- WORK REQUIRED -
Make a verbatim copy of the entries below; pictures stay out.

- DATASET RECORDS -
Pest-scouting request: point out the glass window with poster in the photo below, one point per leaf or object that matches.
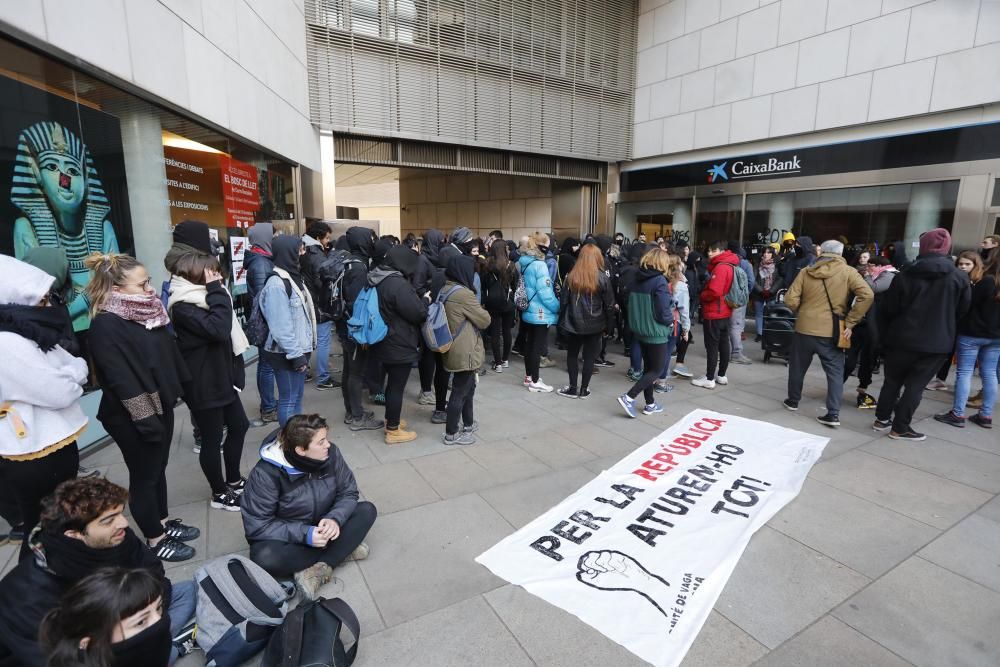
(88, 167)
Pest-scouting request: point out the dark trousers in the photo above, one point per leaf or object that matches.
(463, 389)
(397, 375)
(717, 346)
(654, 357)
(147, 471)
(535, 337)
(211, 422)
(30, 481)
(590, 345)
(832, 357)
(908, 372)
(501, 325)
(284, 559)
(862, 354)
(352, 377)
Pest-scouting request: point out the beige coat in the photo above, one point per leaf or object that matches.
(807, 298)
(467, 352)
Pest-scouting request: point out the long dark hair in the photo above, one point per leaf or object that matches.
(93, 608)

- THE OUTPUT -
Pest-scouting request: point out the glass window with poster in the photo below, one point per leaf or object that matches.
(88, 167)
Pest-scouting request: point out the dark trousers in the photo above, one point per leaf or object that matches.
(463, 389)
(397, 375)
(717, 346)
(654, 357)
(147, 471)
(535, 337)
(211, 422)
(30, 481)
(590, 345)
(832, 357)
(908, 372)
(501, 325)
(284, 559)
(862, 354)
(352, 377)
Pest-scouting request: point out the beige coat in the photo above, one point per leaf or object that matches.
(807, 298)
(467, 352)
Pest-scouting request: point out the long dark hair in the photo above, one point per leaf or object that matches.
(93, 608)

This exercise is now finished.